**INPUT FOR THIS TASK:**
_____

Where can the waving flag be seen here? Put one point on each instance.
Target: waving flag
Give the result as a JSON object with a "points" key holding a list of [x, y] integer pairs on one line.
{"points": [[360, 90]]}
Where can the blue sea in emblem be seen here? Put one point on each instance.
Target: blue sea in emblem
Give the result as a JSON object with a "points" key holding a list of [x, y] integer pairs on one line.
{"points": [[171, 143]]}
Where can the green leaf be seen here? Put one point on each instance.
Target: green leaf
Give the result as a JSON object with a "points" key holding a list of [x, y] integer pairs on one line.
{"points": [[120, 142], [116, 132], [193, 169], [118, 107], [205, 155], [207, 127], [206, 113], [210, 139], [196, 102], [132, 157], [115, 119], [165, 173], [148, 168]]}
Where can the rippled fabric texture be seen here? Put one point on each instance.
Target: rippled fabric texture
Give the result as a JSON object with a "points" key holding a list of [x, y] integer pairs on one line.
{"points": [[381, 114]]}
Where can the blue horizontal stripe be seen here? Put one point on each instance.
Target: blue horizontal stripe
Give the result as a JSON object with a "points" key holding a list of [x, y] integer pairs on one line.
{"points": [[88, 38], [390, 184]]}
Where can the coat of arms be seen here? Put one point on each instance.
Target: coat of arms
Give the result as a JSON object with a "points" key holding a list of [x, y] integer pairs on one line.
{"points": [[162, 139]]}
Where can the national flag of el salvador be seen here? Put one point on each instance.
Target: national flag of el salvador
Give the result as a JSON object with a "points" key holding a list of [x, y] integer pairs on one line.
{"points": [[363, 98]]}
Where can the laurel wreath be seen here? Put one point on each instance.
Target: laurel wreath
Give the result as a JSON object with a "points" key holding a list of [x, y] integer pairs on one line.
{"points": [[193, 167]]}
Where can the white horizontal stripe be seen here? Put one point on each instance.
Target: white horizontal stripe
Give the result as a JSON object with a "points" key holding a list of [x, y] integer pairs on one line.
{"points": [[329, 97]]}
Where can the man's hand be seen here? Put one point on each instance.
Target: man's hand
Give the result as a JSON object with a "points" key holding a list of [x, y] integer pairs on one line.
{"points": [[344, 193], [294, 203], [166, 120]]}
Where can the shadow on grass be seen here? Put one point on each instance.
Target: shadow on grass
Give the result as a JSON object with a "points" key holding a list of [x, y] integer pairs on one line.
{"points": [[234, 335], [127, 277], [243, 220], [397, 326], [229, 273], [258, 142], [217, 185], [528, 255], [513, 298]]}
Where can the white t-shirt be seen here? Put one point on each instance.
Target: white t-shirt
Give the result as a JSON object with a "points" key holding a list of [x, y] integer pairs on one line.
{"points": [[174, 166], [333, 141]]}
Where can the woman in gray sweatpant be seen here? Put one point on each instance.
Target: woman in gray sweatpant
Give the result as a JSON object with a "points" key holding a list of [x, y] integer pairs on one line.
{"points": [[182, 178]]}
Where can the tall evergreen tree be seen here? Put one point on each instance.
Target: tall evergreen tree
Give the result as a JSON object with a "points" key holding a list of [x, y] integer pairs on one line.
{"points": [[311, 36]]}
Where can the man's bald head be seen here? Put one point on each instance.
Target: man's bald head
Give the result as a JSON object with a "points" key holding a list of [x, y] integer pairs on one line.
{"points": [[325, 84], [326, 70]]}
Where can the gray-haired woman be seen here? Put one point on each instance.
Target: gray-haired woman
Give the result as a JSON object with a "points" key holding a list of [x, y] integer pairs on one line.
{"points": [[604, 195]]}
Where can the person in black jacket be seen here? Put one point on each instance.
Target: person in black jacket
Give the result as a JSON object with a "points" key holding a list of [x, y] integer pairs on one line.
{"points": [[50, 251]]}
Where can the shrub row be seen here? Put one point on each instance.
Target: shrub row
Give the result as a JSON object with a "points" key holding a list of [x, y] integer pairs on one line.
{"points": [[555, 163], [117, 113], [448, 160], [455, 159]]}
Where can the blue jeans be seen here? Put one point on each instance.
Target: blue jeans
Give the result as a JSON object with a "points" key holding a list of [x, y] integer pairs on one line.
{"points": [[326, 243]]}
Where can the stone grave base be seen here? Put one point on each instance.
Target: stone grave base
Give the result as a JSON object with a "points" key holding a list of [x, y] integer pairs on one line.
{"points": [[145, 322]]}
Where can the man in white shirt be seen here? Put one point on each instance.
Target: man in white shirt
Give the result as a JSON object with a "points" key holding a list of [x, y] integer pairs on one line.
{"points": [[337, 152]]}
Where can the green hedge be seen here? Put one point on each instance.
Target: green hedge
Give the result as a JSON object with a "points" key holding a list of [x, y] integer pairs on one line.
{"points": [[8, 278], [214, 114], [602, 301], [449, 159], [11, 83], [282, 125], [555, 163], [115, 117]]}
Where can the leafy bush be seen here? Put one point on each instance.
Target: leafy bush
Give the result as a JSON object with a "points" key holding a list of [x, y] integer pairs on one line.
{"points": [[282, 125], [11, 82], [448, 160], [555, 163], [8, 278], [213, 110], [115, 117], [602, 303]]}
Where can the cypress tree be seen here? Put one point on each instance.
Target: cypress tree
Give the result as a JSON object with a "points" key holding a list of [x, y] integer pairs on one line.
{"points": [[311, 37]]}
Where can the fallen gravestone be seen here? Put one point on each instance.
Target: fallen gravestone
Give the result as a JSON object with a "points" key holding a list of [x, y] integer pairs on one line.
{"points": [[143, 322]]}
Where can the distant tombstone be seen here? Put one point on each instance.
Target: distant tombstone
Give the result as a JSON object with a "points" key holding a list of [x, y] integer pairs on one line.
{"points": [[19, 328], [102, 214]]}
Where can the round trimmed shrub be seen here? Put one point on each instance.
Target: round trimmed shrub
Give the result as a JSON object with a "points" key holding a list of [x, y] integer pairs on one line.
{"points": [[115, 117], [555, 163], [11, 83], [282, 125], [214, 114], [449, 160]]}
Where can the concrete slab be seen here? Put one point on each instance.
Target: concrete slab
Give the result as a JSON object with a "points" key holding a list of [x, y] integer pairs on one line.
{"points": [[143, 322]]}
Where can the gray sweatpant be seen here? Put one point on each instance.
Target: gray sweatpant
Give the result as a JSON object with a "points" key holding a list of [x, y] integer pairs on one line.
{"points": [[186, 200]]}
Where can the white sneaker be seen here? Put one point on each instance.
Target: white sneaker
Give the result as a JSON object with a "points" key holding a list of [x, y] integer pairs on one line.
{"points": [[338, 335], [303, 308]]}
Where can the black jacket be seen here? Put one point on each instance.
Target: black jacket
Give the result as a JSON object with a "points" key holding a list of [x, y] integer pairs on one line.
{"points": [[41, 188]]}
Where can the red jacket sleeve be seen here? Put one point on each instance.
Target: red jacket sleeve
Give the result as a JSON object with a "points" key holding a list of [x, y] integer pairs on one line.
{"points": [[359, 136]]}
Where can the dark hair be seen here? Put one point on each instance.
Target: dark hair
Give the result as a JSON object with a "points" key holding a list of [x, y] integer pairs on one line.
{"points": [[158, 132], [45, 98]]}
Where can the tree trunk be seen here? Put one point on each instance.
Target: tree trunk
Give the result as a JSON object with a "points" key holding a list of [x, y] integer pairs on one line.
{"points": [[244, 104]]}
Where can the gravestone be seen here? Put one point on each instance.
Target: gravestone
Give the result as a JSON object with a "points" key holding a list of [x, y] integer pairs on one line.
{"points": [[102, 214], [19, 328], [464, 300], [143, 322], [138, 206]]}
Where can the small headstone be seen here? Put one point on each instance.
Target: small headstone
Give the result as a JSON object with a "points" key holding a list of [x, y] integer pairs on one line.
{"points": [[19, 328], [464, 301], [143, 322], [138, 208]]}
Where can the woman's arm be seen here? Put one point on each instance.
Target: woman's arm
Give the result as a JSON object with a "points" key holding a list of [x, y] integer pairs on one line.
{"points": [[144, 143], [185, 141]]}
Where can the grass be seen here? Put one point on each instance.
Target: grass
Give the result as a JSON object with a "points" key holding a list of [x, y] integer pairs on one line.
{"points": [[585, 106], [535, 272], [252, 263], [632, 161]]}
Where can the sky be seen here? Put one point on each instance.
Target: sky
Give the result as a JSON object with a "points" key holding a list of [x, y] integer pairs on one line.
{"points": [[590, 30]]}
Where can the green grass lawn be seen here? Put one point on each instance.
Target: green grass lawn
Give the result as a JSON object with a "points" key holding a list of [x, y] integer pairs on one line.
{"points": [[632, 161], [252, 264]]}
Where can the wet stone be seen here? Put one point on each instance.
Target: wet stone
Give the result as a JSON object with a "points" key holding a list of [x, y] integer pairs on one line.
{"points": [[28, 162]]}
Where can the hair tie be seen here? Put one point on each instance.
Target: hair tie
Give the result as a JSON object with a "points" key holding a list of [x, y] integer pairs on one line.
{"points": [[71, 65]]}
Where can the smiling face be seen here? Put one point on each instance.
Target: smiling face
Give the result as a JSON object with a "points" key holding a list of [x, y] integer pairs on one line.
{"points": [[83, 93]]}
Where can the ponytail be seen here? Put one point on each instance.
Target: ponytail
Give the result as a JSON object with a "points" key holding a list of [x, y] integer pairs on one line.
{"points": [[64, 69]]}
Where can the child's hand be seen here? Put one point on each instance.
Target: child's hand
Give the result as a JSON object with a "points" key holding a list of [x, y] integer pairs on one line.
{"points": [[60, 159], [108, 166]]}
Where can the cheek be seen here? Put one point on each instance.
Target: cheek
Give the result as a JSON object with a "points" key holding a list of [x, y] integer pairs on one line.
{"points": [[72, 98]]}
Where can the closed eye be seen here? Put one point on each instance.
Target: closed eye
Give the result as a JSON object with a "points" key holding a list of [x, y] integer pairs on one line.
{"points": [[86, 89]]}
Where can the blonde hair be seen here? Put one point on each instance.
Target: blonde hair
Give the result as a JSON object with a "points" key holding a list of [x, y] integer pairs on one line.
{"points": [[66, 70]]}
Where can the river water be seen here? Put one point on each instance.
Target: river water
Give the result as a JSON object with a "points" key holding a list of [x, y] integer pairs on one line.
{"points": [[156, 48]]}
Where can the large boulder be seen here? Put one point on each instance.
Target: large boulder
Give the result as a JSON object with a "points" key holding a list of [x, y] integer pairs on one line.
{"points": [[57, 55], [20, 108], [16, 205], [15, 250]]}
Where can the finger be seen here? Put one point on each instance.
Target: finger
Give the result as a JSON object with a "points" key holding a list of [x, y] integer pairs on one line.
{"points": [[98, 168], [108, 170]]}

_____

**YOUR TASK:**
Return the line that contains "Where can the child's" along with every line after it through the end of the entries, exactly, adding nothing.

**FULL RESPONSE:**
Where can the child's hand be seen here? Put one point on each instance.
Target: child's hand
Give the result as a JSON object with a "points" key holding a list of [x, y] integer pairs on one line.
{"points": [[60, 159], [108, 166]]}
Where can the cheek be seen here? Put one point on each instance.
Target: cheek
Give the result as a JSON object with a "points" key holding a list of [x, y] integer pairs on one line.
{"points": [[72, 98]]}
Where can the closed eye be seen here? Put one point on each instance.
Target: closed eye
Give the result as a JSON object with a "points" key holding a list of [x, y] integer pairs on one line.
{"points": [[86, 89]]}
Where can the blonde hair be seen here? Put one point on each instance.
Target: blonde hair
Give the result as a JSON object with a "points" key holding a list of [x, y] integer pairs on one line.
{"points": [[66, 70]]}
Where can the river water be seen here? Put one point on each instance.
Target: river water
Give the result as a JSON object with a "points" key holding a list of [x, y] integer pairs on one line.
{"points": [[156, 48]]}
Where can the large boulder be seen here? Put one point on each instance.
Target: large boulder
Give the result as a JSON object with a "points" key holding a list of [x, y] integer pairs on one line.
{"points": [[57, 55], [20, 108], [16, 205], [15, 250]]}
Where can the finger be seen here? Put one point on each instance.
Target: finger
Give the result as a JSON object with a "points" key holding a list of [x, y] integer pairs on one line.
{"points": [[98, 168], [108, 170]]}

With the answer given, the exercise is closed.